> [Action item]: Please pull every line from the records below without changing a character, and leave out the pictures.

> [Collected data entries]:
--- START ---

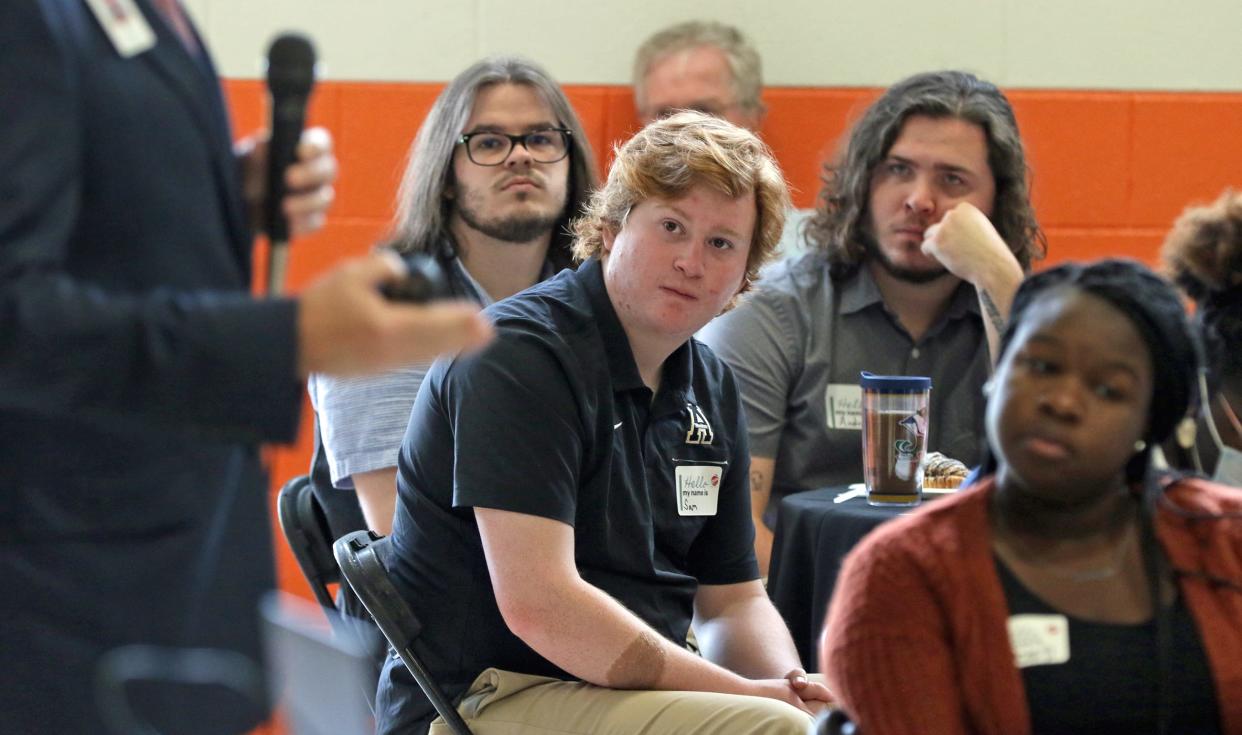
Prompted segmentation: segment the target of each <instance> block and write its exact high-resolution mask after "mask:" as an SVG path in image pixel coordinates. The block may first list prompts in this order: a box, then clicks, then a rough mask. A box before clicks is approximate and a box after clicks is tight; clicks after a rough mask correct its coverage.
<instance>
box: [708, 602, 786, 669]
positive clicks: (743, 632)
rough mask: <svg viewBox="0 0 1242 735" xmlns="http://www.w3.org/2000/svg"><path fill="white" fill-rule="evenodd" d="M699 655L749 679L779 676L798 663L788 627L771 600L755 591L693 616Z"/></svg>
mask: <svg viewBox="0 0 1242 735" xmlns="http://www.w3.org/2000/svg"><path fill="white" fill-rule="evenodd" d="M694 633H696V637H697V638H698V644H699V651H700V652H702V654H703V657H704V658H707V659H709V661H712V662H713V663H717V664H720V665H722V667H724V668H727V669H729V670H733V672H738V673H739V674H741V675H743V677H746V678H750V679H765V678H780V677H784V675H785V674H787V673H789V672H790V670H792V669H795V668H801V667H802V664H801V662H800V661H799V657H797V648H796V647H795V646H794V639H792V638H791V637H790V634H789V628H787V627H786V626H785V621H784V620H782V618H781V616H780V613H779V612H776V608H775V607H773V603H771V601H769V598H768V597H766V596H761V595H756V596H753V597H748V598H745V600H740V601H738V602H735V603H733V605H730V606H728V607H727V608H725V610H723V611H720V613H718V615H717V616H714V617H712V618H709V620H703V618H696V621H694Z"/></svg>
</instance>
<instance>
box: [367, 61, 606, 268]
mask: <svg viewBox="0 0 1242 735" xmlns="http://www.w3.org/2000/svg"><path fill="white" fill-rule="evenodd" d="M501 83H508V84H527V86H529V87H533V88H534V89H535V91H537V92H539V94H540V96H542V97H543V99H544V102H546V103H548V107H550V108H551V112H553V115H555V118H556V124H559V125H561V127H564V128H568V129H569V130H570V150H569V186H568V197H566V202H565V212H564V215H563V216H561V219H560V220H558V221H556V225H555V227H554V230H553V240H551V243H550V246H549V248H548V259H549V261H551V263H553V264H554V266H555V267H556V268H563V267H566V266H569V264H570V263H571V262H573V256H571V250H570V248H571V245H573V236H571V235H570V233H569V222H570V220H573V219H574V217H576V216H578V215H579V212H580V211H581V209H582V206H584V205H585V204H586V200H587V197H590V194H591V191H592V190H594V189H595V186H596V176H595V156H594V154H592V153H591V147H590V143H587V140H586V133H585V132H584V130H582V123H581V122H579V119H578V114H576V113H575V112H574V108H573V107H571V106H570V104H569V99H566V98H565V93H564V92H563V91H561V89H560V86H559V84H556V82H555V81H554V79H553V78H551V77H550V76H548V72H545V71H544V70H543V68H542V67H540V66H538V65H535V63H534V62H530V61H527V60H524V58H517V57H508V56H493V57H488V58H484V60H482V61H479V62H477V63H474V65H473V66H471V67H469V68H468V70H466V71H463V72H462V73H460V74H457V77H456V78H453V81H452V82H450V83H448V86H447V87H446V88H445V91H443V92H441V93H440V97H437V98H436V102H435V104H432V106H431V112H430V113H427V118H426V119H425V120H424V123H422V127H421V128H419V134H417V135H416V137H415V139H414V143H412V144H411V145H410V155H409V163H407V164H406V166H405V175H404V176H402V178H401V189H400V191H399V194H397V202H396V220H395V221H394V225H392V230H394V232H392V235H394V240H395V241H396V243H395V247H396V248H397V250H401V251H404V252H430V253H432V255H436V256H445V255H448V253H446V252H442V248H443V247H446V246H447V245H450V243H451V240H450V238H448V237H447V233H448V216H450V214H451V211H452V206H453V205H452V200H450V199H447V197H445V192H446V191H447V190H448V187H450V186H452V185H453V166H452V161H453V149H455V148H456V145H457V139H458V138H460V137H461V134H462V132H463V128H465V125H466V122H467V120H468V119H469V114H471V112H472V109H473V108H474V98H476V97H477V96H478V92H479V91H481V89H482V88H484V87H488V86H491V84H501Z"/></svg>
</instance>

--- END ---

> [Exercise answer]:
Prompted segmentation: segment the target of each <instance> block and write its exact high-resolution mask after "mask:" as an SVG path in image pixel coordinates. The block may first list prompts in this order: a box, then clicks, then a rough mask. A box before clicks is approximate and a box after clicks is tight; clicks after a rough mask correct its coverage.
<instance>
box: [708, 602, 786, 669]
positive clicks: (743, 632)
rough mask: <svg viewBox="0 0 1242 735" xmlns="http://www.w3.org/2000/svg"><path fill="white" fill-rule="evenodd" d="M699 655L749 679L779 676L798 663L788 627L771 600L755 591L693 616Z"/></svg>
mask: <svg viewBox="0 0 1242 735" xmlns="http://www.w3.org/2000/svg"><path fill="white" fill-rule="evenodd" d="M694 633H696V637H697V638H698V644H699V651H700V652H702V654H703V657H704V658H707V659H709V661H712V662H713V663H717V664H720V665H722V667H724V668H727V669H729V670H733V672H738V673H739V674H741V675H743V677H746V678H750V679H765V678H780V677H784V675H785V674H787V673H789V672H790V670H792V669H795V668H801V667H802V664H801V662H800V661H799V657H797V648H796V647H795V646H794V639H792V638H791V637H790V634H789V628H787V627H786V626H785V621H784V620H782V618H781V616H780V613H779V612H776V608H775V607H773V603H771V601H769V598H768V597H766V596H761V595H756V596H753V597H748V598H745V600H740V601H738V602H735V603H733V605H730V606H728V607H727V608H725V610H723V611H720V613H718V615H717V616H714V617H712V618H709V620H703V618H696V621H694Z"/></svg>
</instance>
<instance>
box: [367, 61, 606, 268]
mask: <svg viewBox="0 0 1242 735" xmlns="http://www.w3.org/2000/svg"><path fill="white" fill-rule="evenodd" d="M501 83H508V84H527V86H529V87H533V88H534V89H535V91H537V92H539V94H540V96H542V97H543V99H544V102H546V103H548V107H550V108H551V112H553V115H555V118H556V124H559V125H561V127H564V128H568V129H569V130H570V150H569V186H568V197H566V202H565V212H564V215H563V216H561V219H560V220H558V221H556V225H555V227H554V230H553V240H551V243H550V246H549V248H548V259H549V261H551V263H553V264H554V266H555V267H556V268H563V267H566V266H569V264H570V263H571V262H573V256H571V250H570V248H571V245H573V236H571V235H570V233H569V222H570V220H573V219H574V217H576V216H578V215H579V212H580V211H581V209H582V206H584V205H585V204H586V200H587V197H590V194H591V191H592V190H594V189H595V186H596V176H595V156H594V154H592V153H591V147H590V143H587V140H586V133H585V132H584V130H582V123H581V122H579V119H578V114H576V113H575V112H574V108H573V107H571V106H570V104H569V99H566V98H565V93H564V92H563V91H561V89H560V86H559V84H556V82H555V81H554V79H553V78H551V77H550V76H548V72H545V71H544V70H543V68H542V67H540V66H538V65H535V63H534V62H530V61H527V60H524V58H517V57H508V56H493V57H488V58H484V60H482V61H479V62H477V63H474V65H473V66H471V67H469V68H468V70H466V71H463V72H462V73H460V74H457V77H456V78H453V81H452V82H450V83H448V86H447V87H446V88H445V91H443V92H441V93H440V97H437V98H436V102H435V104H432V106H431V112H430V113H427V118H426V119H425V120H424V123H422V127H421V128H419V134H417V135H416V137H415V139H414V143H412V144H411V145H410V155H409V163H407V164H406V166H405V175H404V176H402V178H401V189H400V191H399V194H397V202H396V220H395V221H394V225H392V230H394V232H392V235H394V240H395V241H396V243H395V247H396V248H397V250H401V251H404V252H430V253H432V255H436V256H445V255H448V253H446V252H442V248H443V247H446V246H447V245H450V243H451V240H450V238H448V237H447V233H448V216H450V214H451V211H452V206H453V205H452V200H450V199H447V197H445V192H446V191H447V190H448V187H450V186H452V185H453V166H452V161H453V149H455V148H456V145H457V139H458V138H460V137H461V134H462V132H463V128H465V125H466V122H467V120H468V119H469V114H471V112H472V109H473V108H474V98H476V97H477V96H478V92H479V91H481V89H482V88H484V87H488V86H491V84H501Z"/></svg>
</instance>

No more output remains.